## Text block
━━━

We have no hesitancy in holding that any profits from the enterprise had to come "from the
efforts of others," that is, the officers and managers of ASC and CFI. We hold that the
hearing officer, the securities commissioner, and the district court were correct in holding
that all the elements of an investment contract were present and that the contract with a
grower in this case was an investment contract and, therefore, a security under the Kansas
statutes.
In the appeal in Case No. 58,441, CFI and ASC also contend that the securities
commissioner did not have jurisdiction to issue a permanent cease and desist order
because a hearing was not held within 15 days after the companies requested a hearing
as provided for in K.S.A. 17-1266a(b) and K.A.R. 81-11- 2(b), which state as follows:
"17-1266a. Cease and desist orders; temporary orders; hearings; notice. (a) If the
commissioner determines after notice and opportunity for a hearing that any person has
engaged, or is engaging, or is about to engage in any act or practice constituting a violation
of any provision of this act or any rule or order hereunder, the commissioner by order may
require that such person cease and desist from the unlawful act or practice and take such
affirmative action as in the judgment of the commissioner will carry out the purposes of this
act. "(b) If the commissioner makes written findings of fact that the public interest **1090
will be irreparably harmed by delay in issuing an order under subsection (a) of this section,
the commissioner may issue a temporary cease and desist order. Prior to issuing a
temporary cease and desist order, the commissioner whenever possible, by telephone or
otherwise, shall give notice to the person of the proposal to issue a temporary cease and
desist order. Upon the entry of a temporary cease and desist order the commissioner shall
promptly notify in writing the person subject to the order that such order has been entered,
the reasons therefor, and that within fifteen (15) days after the receipt of a written request
from such person the matter will be set down for hearing to determine whether the order
becomes permanent and final. If no hearing is requested and none is ordered by the
commissioner, the order will remain in effect until it is modified or vacated by the
commissioner. If a hearing is requested or ordered, the commissioner, after notice of and
opportunity for hearing to the person subject to the order, shall by written findings of fact
and conclusions of law, vacate, modify, or make permanent the order. "(c) No order under
this section, except an order issued pursuant to subsection (b), may be entered without
prior notice of an opportunity for hearing. The commissioner may vacate or modify an order
under this section if he or she finds that the conditions which prompted its entry have
changed and that it is in the public interest to do so." (Emphasis supplied.)

━━━

## What is asked
Answer these questions from the court opinion excerpt above.
1. According to the court, whose efforts did any profits from the enterprise have to come from?
2. Under K.S.A. 17-1266a(b), within how many days after receiving a written request will the matter be set down for hearing?
3. Under that subsection, if no hearing is requested and none is ordered, how long does a temporary cease and desist order remain in effect?

Region annotation entries

━━━

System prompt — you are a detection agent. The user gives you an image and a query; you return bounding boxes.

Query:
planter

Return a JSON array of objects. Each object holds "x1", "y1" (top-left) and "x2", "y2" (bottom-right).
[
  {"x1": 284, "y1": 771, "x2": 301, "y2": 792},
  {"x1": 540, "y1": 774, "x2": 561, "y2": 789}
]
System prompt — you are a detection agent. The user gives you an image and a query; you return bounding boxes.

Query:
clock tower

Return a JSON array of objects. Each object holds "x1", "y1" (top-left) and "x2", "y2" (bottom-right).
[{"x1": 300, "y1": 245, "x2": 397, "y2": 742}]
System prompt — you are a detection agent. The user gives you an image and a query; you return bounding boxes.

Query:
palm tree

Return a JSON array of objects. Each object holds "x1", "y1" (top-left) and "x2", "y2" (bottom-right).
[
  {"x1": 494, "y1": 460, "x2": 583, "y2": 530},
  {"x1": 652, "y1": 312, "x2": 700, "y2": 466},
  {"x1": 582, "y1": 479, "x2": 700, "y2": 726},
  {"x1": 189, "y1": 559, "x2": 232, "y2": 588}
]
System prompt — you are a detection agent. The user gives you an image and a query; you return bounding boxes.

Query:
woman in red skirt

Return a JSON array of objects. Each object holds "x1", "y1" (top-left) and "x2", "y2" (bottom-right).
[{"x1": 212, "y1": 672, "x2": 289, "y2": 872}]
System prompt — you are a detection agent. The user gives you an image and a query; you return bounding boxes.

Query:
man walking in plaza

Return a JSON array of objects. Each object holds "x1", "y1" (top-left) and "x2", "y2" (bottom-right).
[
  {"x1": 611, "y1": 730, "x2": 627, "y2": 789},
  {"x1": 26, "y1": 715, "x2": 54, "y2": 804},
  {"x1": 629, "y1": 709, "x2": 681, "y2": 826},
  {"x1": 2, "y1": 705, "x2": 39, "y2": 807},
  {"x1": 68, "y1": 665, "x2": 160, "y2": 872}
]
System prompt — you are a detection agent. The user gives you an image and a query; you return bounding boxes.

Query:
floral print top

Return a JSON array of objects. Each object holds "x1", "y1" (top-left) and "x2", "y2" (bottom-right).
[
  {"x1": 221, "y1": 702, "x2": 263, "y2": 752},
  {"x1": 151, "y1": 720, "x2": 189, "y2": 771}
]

━━━

## Complete output
1. The officers and managers of ASC and CFI.
2. Fifteen (15) days.
3. Until it is modified or vacated by the commissioner.